The face of the drill pipe 24 surrounding the side port 46 is provided with a radially inwardly extending step or shoulder 48 which provides a seating face for the valve assembly 10 which, in this example, extends generally perpendicular to the longitudinal axis B of the side port 46. The shoulder 48 extends between an external portion 46a of the side port 46 which has a diameter greater than the outer diameter of the valve body 12 and valve seat 14, and an internal portion 46b of the side port 46 which has a diameter less than the outer diameter of the valve body 12 and valve seat 14 but greater than the diameter of the disc 20b of the valve member 20. The valve assembly 10 is therefore inserted into the side port 46 from the exterior of the drill pipe 42 until the valve seat 14 comes to rest on the shoulder 48.
The second portion 14b of the valve seat 14 is thus captured between the valve body 12 and the shoulder 48, and so the positioning of the valve seat 14 between the valve body and shoulder 48 serves as the mechanism for securely retaining the valve seat 14 in the valve assembly 10. Moreover, by tightening the screw thread between the valve body 12 and the drill pipe 42, a sufficient compressive force may be applied to the valve seat 14 to produce a substantially fluid tight seal between the valve assembly 10 and the drill pipe 42. In this example, this substantially fluid tight seal is provided by the engagement of the sealing element, O-ring 18, provided on the valve seat 14, with the shoulder 48. Thus, flow of fluid between the exterior of the valve assembly 10 and the face of the drill pipe 42 surrounding the side port 46 is substantially prevented.
In an alternative embodiment of the invention, the valve body 12 may be provided with a plurality (for example four) locking studs which each pass through a threaded aperture extending radially outwardly through the valve body 12 from the main passage to the exterior of the valve body 12. In this case, each locking stud is threaded and the interior end is provided with a head having a hexagonal recess which may be engaged with an Allen key. To secure the valve assembly 10 to a drill pipe 42, the valve body 12 is inserted into the side port 46 with the locking studs retracted so that they do not extend beyond the exterior surface of the valve body 12. The valve body 12 is then rotated in the side port 42 to ensure that the locking studs are aligned with corresponding apertures provided in the wall of the side port, and an Allen key engaged with the head of each stud in turn and used to screw the stud into the apertures in the drill pipe 42. Removal of the valve assembly 10 from the side port is therefore prevented. It will be appreciated, however, that such locking studs may be provided in addition to a screw thread connection. It will be appreciated, appreciated that bolts, or any other appropriate fastening means could be used.

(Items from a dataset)
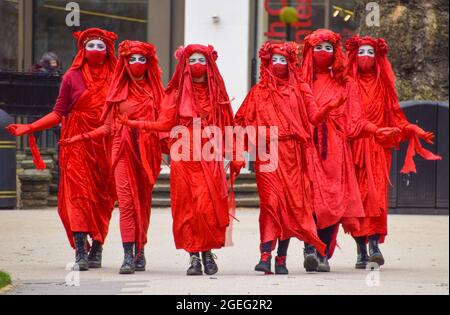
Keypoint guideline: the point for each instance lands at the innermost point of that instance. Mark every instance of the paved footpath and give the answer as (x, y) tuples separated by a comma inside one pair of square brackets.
[(34, 250)]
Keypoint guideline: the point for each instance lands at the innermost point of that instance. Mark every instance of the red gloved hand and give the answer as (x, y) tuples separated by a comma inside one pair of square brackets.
[(427, 136), (236, 167), (18, 130), (72, 140), (382, 134), (48, 121)]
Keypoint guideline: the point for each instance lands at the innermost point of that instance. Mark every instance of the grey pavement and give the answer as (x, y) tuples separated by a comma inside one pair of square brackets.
[(35, 251)]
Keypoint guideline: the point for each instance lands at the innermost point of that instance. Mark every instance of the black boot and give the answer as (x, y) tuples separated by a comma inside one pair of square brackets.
[(128, 266), (311, 261), (209, 264), (375, 255), (140, 260), (324, 265), (280, 266), (362, 258), (95, 255), (81, 256), (195, 269), (265, 263)]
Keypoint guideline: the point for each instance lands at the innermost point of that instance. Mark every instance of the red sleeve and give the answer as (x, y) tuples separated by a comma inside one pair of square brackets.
[(63, 102), (167, 117)]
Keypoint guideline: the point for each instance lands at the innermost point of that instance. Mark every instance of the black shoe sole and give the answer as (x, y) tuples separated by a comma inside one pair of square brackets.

### Tasks to perform
1. Please reproduce everything in the valve assembly text from "The second portion" down to "is substantially prevented.".
2. Name every means the valve assembly text gives for fastening the valve assembly to the drill pipe.
These records have no connection to the valve assembly text.

### Task solutions
1.
The second portion 14b of the valve seat 14 is thus captured between the valve body 12 and the shoulder 48, and so the positioning of the valve seat 14 between the valve body and shoulder 48 serves as the mechanism for securely retaining the valve seat 14 in the valve assembly 10. Moreover, by tightening the screw thread between the valve body 12 and the drill pipe 42, a sufficient compressive force may be applied to the valve seat 14 to produce a substantially fluid tight seal between the valve assembly 10 and the drill pipe 42. In this example, this substantially fluid tight seal is provided by the engagement of the sealing element, O-ring 18, provided on the valve seat 14, with the shoulder 48. Thus, flow of fluid between the exterior of the valve assembly 10 and the face of the drill pipe 42 surrounding the side port 46 is substantially prevented.

2.
- Screw thread connection between the valve body and the drill pipe
- Locking studs
- Bolts